TASK ITEM:
From the line that holds "Target: smoke" to the end of the records, reproduce every line exactly. No pictures.
==========
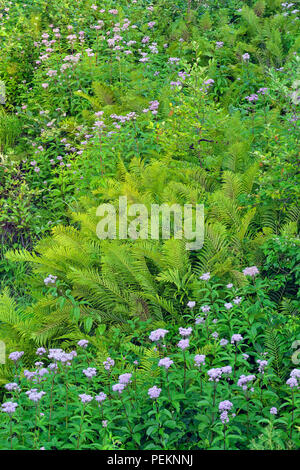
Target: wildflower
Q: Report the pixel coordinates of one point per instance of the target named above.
(173, 60)
(224, 417)
(85, 398)
(210, 81)
(28, 374)
(295, 374)
(236, 338)
(253, 97)
(228, 305)
(34, 395)
(42, 372)
(118, 388)
(9, 407)
(205, 277)
(83, 343)
(214, 374)
(251, 271)
(125, 378)
(225, 405)
(244, 381)
(108, 363)
(154, 392)
(12, 386)
(183, 344)
(262, 365)
(199, 359)
(90, 372)
(156, 335)
(185, 331)
(205, 308)
(40, 351)
(165, 362)
(16, 355)
(246, 57)
(101, 397)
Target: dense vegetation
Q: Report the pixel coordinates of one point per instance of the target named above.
(142, 344)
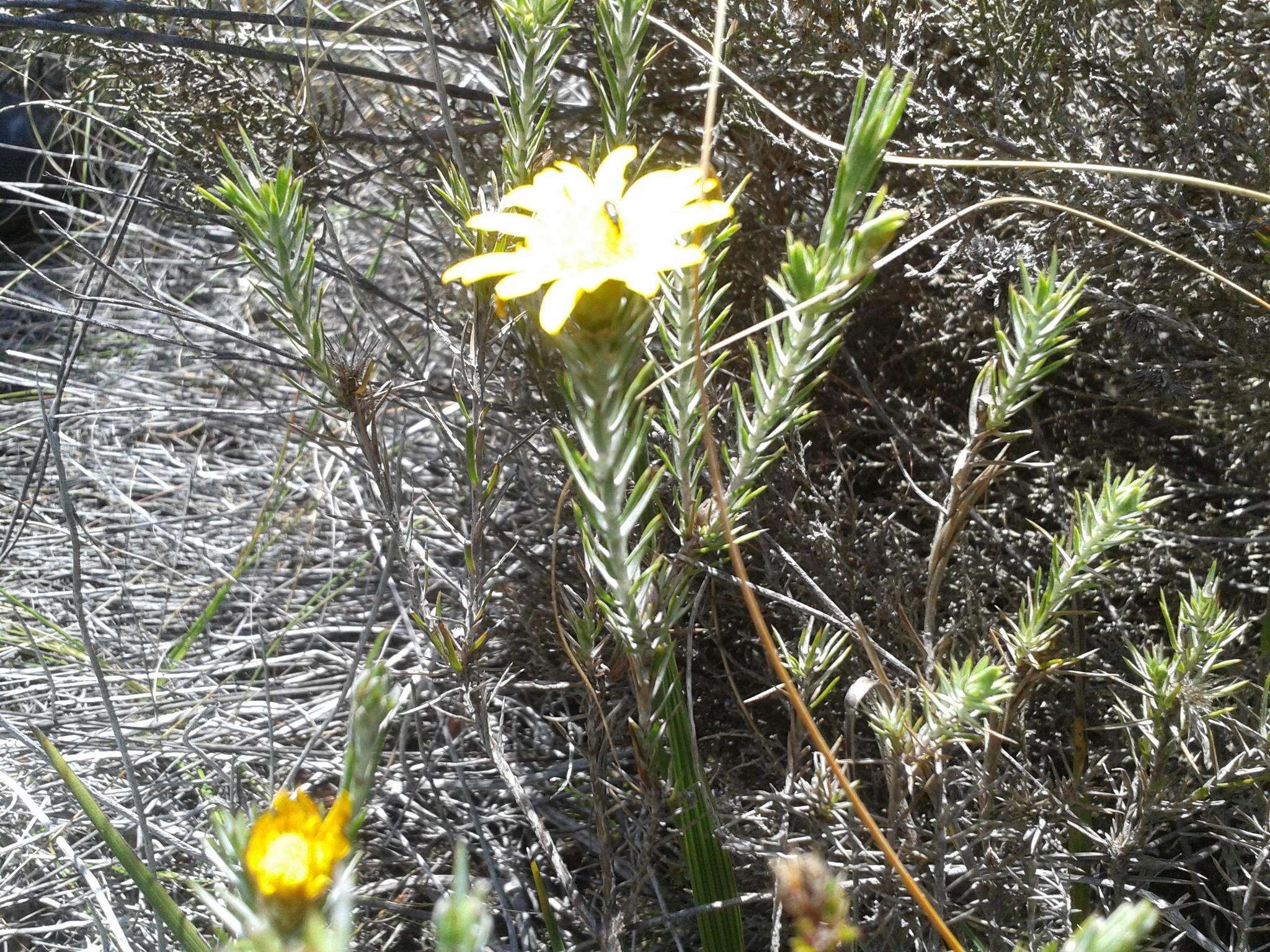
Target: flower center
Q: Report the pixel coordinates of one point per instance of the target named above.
(285, 862)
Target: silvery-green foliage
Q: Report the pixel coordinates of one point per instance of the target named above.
(957, 707)
(614, 483)
(690, 301)
(1180, 683)
(1099, 526)
(1043, 311)
(620, 31)
(533, 36)
(814, 660)
(374, 700)
(461, 918)
(275, 235)
(815, 282)
(962, 700)
(1124, 931)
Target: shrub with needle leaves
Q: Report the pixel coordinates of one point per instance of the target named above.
(1099, 526)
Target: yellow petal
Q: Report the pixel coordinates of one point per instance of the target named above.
(577, 184)
(675, 258)
(662, 190)
(331, 844)
(591, 278)
(483, 267)
(611, 174)
(507, 223)
(545, 192)
(642, 281)
(558, 305)
(699, 215)
(520, 283)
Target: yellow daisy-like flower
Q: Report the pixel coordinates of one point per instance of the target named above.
(293, 851)
(580, 232)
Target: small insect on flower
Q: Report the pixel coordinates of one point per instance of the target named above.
(293, 851)
(580, 232)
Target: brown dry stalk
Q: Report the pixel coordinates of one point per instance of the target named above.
(738, 564)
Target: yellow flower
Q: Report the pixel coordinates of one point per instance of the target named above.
(293, 851)
(580, 232)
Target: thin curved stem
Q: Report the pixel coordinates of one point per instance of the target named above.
(935, 229)
(1129, 172)
(756, 614)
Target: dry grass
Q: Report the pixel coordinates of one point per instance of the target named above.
(197, 480)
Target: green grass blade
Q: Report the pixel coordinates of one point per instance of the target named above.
(155, 894)
(554, 936)
(709, 866)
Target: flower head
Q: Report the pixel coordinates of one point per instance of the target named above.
(582, 231)
(293, 851)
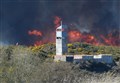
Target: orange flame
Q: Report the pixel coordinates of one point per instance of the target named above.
(35, 32)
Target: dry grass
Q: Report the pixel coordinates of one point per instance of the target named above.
(25, 67)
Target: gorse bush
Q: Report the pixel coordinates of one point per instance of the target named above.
(21, 64)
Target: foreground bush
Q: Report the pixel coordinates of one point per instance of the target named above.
(18, 64)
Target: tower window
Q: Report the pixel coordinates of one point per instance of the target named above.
(59, 38)
(59, 30)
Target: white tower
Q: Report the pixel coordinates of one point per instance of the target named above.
(61, 40)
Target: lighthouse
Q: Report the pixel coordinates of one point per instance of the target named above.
(61, 40)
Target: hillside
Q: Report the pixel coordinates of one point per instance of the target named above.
(22, 64)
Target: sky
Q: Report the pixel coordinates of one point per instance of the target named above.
(17, 17)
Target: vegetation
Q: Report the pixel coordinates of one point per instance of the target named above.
(21, 64)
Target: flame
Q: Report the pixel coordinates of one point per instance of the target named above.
(75, 36)
(35, 32)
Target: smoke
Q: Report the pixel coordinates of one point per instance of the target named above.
(89, 16)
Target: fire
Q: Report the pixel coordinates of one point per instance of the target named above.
(75, 36)
(35, 32)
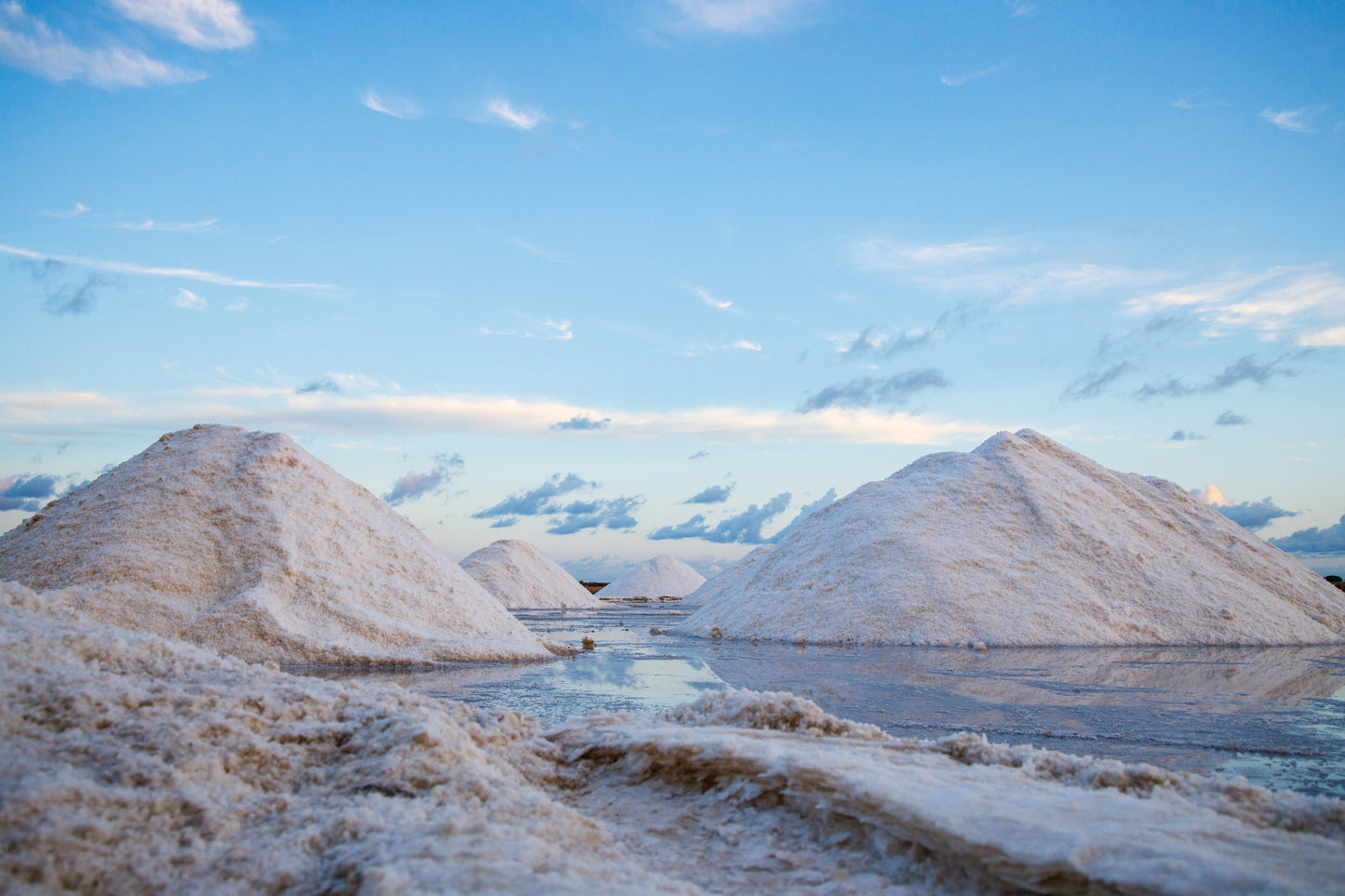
==========
WRITTEN ANSWER:
Target: smoke
Q: Report the pixel coordinates of one point per instance of the target named above.
(89, 16)
Target: fire
Q: Report the pixel coordinates of one point per instance of the target named above.
(75, 36)
(35, 32)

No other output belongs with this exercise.